[Opening SELECTED PASSAGE section]
THE CONSTANT GARDENER: I saw this film awhile ago but revisited it due to the Academy Award buzz. The story is from a John le Carre novel; which gives it a head start. It is not from a great John le Carre novel, which is a detriment. The gardener aspect to the stoty is more symbolic than integral, more illustrative than dramatic (in my eyes, always a flaw). (See The Spy Who Came From the Cold if you want to see a great--and symbolically integrated--John le Carre based film).

The director of The Constant Gardener, Fernando Meirelles is hot off directing City of God, which was a peripatetic spice of Latin American life film, precocious and talented, but a bit too hyperactive even for that subject matter. Meirelles tried to apply those energetic talents to this film, but it doesn't work, not even as well as in City of God. The fast cutting filmic style seems imposed, as if the filmmaker was trying to get something going when, in truth, intrinsically, there is little going in the film. Perhaps his need to speed things up is dictated by Ralph Fiennes, who agonizingly depresses his way through (and, unfortunately whenever I see him, my way through) another film. (Sorry...He is not a favorite of mine...Except in his wonderful performance in Schindler's List, where his natural oversensitive lugubrious self/acting provided a dramatic inner tension to his Nazi character).
[Closing SELECTED PASSAGE section]
[Opening EXTRACTED ENTRIES section]
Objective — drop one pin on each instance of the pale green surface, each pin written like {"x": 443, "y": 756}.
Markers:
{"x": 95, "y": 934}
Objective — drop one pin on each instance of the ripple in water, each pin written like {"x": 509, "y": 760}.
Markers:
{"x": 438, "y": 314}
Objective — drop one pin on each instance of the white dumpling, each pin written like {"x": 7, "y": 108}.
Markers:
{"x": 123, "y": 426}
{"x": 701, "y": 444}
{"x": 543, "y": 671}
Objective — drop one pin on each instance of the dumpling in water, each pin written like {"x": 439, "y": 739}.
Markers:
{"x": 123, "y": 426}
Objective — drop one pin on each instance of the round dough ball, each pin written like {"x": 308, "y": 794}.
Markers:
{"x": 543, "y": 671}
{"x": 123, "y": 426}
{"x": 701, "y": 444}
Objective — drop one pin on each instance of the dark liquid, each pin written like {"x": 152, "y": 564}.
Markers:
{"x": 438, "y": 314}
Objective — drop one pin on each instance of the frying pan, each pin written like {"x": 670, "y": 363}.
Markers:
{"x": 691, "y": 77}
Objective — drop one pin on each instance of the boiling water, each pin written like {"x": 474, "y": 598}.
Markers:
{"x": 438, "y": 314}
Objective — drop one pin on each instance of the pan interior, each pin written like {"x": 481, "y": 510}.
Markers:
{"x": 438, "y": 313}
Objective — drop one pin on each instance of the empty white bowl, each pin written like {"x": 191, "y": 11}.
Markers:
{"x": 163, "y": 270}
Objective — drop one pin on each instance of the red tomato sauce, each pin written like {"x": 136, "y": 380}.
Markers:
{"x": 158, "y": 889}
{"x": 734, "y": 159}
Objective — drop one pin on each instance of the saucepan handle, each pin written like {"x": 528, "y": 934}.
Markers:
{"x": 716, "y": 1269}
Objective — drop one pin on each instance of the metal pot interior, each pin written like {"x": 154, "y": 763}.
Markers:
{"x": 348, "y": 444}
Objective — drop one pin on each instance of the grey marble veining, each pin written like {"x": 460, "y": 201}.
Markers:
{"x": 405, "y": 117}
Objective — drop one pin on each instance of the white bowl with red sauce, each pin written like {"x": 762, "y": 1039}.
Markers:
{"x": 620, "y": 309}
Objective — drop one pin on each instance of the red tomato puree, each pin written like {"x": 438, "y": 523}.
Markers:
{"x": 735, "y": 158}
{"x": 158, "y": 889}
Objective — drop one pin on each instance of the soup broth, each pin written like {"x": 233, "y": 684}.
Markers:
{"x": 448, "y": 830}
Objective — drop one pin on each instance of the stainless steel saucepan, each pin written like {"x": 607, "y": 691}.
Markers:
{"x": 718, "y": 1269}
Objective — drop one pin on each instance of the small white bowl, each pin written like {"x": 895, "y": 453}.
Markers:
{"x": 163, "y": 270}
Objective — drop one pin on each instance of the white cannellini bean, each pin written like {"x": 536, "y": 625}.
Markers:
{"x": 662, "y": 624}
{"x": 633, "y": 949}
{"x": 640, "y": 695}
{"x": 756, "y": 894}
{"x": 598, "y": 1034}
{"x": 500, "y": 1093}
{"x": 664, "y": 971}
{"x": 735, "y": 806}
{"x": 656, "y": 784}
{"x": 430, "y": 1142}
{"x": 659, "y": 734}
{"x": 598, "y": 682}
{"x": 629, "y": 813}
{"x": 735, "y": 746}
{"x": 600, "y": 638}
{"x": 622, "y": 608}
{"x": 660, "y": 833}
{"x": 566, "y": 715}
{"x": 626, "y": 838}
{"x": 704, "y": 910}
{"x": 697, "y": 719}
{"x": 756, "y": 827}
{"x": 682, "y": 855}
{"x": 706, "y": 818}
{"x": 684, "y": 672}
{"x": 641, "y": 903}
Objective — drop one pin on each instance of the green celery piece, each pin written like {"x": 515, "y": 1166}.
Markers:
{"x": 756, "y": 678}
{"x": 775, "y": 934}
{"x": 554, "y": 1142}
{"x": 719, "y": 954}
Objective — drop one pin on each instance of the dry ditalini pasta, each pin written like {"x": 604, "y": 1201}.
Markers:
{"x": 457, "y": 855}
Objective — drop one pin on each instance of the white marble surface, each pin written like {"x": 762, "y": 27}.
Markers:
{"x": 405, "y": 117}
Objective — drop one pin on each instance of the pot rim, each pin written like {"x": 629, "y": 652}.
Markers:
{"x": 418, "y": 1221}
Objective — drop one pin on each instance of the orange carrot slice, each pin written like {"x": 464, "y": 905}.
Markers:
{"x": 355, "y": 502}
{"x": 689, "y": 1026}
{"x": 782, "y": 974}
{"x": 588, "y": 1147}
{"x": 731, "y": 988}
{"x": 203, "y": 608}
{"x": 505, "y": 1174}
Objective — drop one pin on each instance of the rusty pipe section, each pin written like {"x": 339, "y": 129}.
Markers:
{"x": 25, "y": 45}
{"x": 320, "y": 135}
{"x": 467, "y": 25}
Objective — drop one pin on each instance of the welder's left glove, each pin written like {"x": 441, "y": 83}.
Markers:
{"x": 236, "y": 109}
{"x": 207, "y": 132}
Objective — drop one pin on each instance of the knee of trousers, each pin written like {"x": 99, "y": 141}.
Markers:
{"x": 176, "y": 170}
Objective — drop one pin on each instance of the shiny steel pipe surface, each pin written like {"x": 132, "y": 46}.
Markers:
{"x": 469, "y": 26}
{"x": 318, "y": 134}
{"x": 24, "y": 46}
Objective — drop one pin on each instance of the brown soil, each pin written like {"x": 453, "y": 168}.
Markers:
[Closing EXTRACTED ENTRIES section]
▸ **EXERCISE GOAL**
Repeat the part of the film review between "THE CONSTANT GARDENER: I" and "Carre based film).", inclusive, word for word.

▸ **OUTPUT BELOW**
THE CONSTANT GARDENER: I saw this film awhile ago but revisited it due to the Academy Award buzz. The story is from a John le Carre novel; which gives it a head start. It is not from a great John le Carre novel, which is a detriment. The gardener aspect to the stoty is more symbolic than integral, more illustrative than dramatic (in my eyes, always a flaw). (See The Spy Who Came From the Cold if you want to see a great--and symbolically integrated--John le Carre based film).